▶ **TASK DESCRIPTION**
Take the entries that follow and return exactly the lines from the one holding "Target: flight cap on head" through the one holding "Target: cockpit window", both included. Nothing else is needed.

Records from a dataset
▬▬▬▬▬▬▬▬▬▬

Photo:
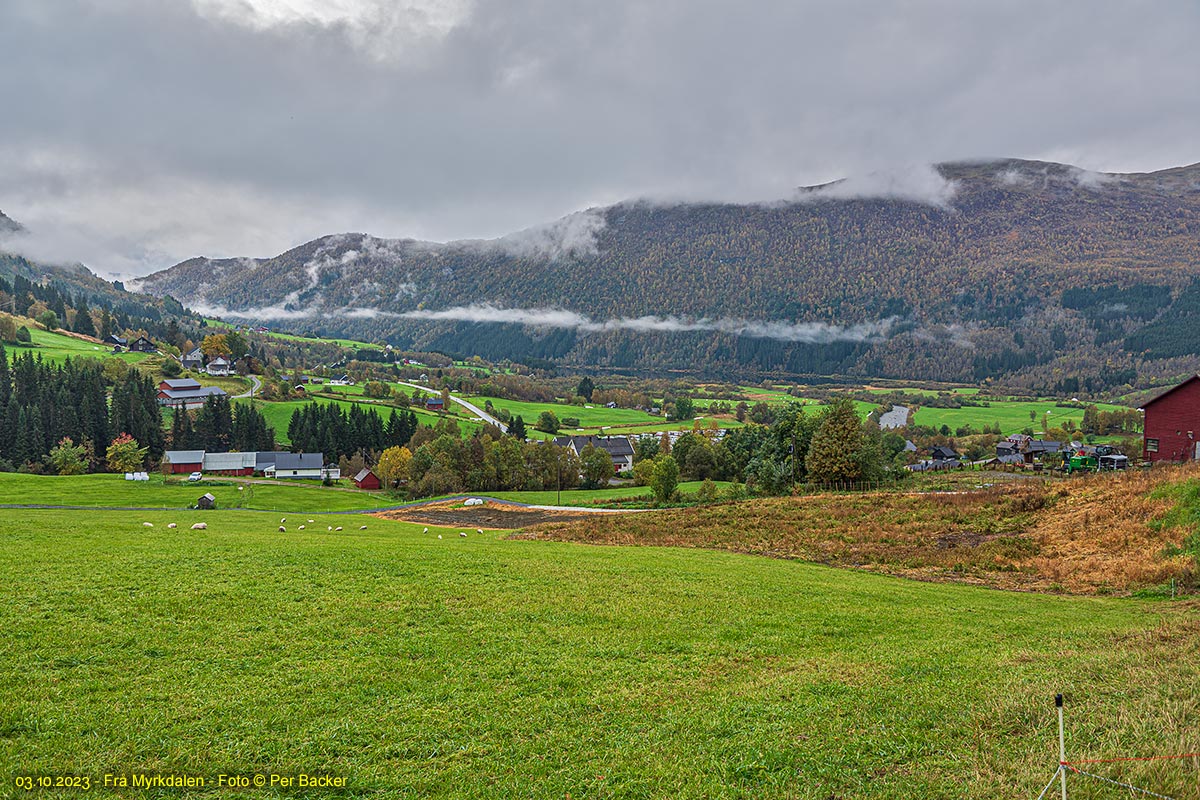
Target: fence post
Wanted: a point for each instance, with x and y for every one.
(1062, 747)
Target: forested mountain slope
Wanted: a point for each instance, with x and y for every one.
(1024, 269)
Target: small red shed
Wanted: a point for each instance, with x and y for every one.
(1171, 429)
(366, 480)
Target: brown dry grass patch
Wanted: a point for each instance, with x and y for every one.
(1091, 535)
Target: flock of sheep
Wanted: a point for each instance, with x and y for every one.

▬▬▬▬▬▬▬▬▬▬

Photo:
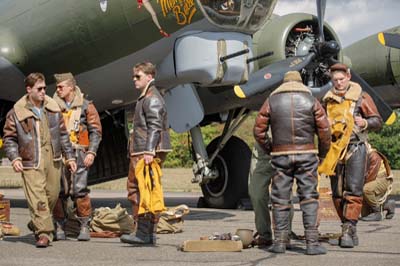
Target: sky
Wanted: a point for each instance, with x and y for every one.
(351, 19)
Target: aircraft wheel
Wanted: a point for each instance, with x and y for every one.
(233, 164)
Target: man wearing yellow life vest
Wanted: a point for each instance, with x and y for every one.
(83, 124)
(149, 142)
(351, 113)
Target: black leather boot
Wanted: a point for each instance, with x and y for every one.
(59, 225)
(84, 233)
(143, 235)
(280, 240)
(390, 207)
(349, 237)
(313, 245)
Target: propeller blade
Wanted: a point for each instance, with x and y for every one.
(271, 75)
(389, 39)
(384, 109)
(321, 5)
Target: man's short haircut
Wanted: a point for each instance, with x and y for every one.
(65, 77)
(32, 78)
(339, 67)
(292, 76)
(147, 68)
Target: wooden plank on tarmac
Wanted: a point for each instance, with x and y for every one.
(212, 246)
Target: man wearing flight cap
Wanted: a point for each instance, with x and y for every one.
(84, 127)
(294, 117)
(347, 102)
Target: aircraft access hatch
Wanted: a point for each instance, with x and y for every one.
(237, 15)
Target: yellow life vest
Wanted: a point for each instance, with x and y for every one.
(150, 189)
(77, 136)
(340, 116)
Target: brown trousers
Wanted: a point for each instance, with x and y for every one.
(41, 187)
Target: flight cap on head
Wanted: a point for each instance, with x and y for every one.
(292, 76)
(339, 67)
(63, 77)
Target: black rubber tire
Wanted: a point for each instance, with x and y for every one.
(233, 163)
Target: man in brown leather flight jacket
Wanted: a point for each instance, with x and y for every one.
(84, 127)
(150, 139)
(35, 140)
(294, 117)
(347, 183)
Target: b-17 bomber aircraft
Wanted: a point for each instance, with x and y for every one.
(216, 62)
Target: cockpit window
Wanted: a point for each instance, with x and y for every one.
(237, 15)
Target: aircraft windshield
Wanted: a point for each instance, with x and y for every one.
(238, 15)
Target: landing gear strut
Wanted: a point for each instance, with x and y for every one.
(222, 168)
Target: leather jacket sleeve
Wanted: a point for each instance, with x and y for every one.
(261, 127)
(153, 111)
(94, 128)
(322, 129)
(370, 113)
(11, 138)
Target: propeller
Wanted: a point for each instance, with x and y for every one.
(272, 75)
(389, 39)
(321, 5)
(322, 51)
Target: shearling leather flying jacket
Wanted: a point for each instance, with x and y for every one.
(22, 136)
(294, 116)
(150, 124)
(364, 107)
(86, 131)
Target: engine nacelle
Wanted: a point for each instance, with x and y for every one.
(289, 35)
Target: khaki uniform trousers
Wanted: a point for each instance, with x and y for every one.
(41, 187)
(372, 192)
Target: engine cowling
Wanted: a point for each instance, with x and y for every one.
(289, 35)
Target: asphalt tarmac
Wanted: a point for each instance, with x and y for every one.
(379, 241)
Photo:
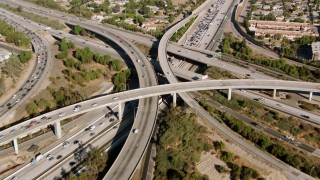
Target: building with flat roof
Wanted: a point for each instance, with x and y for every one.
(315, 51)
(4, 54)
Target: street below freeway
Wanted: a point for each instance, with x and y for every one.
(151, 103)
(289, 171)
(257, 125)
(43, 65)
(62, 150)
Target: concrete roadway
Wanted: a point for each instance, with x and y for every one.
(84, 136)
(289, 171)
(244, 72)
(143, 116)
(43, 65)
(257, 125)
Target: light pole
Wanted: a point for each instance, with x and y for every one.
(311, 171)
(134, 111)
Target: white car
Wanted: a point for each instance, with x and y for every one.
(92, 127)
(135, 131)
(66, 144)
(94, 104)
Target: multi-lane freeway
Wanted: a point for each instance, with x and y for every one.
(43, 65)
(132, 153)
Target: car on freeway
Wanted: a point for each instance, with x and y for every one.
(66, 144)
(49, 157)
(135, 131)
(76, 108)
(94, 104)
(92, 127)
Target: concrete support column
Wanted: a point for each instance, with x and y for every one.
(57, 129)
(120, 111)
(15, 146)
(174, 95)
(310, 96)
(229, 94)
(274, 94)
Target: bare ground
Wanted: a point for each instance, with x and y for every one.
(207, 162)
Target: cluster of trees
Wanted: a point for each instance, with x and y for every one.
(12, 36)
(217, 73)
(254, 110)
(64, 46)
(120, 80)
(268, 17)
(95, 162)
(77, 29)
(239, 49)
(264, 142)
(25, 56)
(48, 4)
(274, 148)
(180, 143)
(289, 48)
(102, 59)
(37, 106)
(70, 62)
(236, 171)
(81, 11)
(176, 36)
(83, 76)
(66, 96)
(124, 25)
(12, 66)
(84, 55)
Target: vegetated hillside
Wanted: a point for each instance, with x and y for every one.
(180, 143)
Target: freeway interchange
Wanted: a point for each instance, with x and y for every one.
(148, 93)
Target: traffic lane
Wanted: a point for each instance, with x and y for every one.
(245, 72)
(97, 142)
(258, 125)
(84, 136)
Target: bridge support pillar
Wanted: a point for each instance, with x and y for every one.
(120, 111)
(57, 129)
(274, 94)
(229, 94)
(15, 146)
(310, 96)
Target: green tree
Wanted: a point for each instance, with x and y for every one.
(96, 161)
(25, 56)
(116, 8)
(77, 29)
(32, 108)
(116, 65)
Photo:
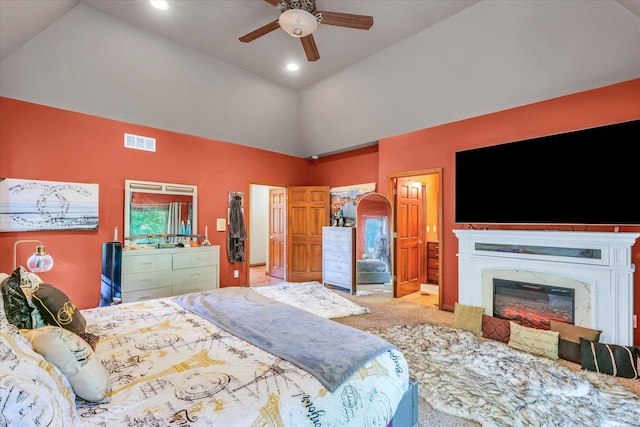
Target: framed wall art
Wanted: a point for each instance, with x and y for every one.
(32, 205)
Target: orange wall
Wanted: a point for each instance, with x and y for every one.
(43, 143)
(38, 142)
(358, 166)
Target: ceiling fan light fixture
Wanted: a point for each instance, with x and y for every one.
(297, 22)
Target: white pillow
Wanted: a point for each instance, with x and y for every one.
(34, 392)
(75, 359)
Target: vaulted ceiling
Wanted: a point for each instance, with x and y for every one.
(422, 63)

▬▬▬▬▬▬▬▬▬▬

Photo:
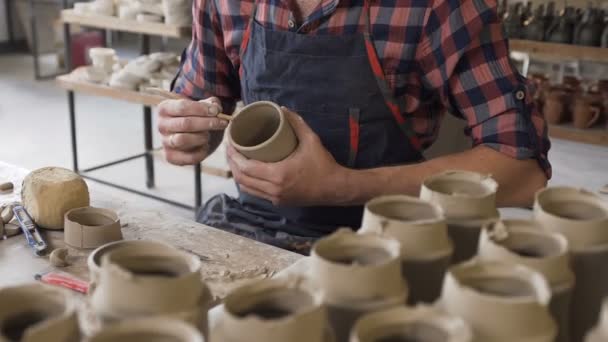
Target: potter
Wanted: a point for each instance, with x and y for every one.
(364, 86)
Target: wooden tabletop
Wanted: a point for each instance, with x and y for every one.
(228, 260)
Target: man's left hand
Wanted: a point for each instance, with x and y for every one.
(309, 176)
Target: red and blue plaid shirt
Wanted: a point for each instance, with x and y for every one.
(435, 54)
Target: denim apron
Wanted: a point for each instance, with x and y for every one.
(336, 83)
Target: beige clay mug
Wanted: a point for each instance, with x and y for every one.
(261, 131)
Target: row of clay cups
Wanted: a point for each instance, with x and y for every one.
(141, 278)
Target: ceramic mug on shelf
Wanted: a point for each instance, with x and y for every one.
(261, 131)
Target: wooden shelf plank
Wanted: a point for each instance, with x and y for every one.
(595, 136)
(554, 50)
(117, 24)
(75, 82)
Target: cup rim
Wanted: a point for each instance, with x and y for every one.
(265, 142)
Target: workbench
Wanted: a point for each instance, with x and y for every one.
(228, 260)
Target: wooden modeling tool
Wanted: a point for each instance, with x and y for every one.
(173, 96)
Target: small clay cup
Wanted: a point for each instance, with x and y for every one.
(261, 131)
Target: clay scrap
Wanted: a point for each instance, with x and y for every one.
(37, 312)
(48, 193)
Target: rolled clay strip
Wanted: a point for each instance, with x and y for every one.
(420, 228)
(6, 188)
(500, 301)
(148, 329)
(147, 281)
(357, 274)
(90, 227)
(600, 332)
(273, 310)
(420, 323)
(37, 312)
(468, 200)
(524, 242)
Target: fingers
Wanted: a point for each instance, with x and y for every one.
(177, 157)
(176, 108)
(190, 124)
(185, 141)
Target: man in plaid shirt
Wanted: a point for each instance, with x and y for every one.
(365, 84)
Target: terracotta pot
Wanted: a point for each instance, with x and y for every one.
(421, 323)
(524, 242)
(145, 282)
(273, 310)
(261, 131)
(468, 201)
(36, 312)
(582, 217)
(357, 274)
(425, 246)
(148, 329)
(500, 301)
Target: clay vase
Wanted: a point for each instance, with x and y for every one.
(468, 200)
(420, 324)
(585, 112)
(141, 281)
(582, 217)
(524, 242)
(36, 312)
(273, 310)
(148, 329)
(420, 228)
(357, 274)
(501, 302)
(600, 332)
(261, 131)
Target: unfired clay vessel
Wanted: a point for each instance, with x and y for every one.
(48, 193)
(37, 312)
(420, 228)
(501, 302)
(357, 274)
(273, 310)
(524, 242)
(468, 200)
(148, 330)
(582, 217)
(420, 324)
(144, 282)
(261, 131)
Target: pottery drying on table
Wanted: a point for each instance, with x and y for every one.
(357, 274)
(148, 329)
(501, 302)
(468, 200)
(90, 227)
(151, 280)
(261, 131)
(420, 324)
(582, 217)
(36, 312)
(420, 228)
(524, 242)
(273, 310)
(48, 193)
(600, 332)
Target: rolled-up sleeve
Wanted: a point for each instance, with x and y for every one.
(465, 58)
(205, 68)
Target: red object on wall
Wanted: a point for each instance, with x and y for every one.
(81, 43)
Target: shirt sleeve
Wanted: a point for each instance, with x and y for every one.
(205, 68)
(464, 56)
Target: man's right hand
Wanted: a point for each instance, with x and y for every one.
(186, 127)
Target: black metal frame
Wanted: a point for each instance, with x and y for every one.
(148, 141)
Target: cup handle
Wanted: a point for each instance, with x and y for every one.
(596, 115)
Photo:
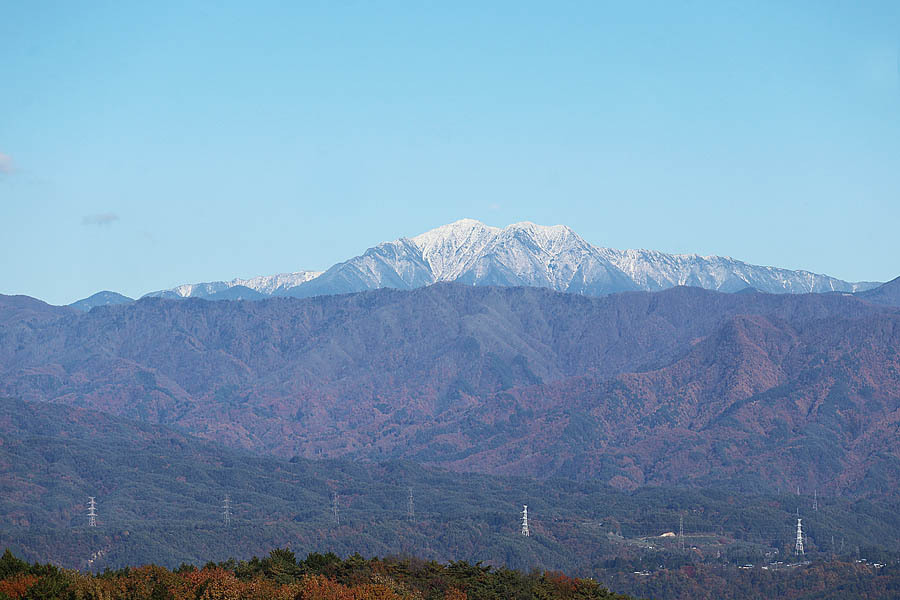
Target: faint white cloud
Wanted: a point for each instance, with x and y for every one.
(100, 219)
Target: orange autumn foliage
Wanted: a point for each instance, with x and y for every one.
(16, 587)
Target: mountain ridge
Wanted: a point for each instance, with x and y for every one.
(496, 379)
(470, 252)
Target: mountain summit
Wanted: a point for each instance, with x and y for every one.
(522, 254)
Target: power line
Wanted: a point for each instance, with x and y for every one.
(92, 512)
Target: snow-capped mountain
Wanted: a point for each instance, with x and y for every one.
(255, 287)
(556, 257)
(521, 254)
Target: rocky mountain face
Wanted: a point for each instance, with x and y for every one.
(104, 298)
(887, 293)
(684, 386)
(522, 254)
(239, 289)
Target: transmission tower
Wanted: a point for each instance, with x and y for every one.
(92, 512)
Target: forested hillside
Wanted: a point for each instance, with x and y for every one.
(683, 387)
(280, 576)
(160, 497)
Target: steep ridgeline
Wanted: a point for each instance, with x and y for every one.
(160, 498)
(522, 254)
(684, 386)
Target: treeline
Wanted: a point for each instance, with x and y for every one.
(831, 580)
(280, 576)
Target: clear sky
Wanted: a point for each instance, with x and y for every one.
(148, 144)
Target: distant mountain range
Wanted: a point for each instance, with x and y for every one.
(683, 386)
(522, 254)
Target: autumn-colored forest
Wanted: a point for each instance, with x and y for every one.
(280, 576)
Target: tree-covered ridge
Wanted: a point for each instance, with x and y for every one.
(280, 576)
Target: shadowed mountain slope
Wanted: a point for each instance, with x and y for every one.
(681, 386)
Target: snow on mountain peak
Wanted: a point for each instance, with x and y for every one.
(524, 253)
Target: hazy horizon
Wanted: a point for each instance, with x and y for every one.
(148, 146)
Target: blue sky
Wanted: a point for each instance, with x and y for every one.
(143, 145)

▬▬▬▬▬▬▬▬▬▬

▶ **TASK OUTPUT**
Target: flight cap on head
Wanted: a point for each instance, with x and y for every one.
(292, 76)
(339, 67)
(63, 77)
Target: black rubber tire
Wanted: a point for each instance, with x and y for every one.
(233, 163)
Target: man in brown leather flight jacket
Wanted: a point for each instance, with x and y for every one.
(84, 127)
(150, 139)
(35, 140)
(294, 117)
(347, 183)
Target: b-17 bomber aircraft
Wanted: a point for each instance, with x and y for every one.
(216, 62)
Target: cockpit window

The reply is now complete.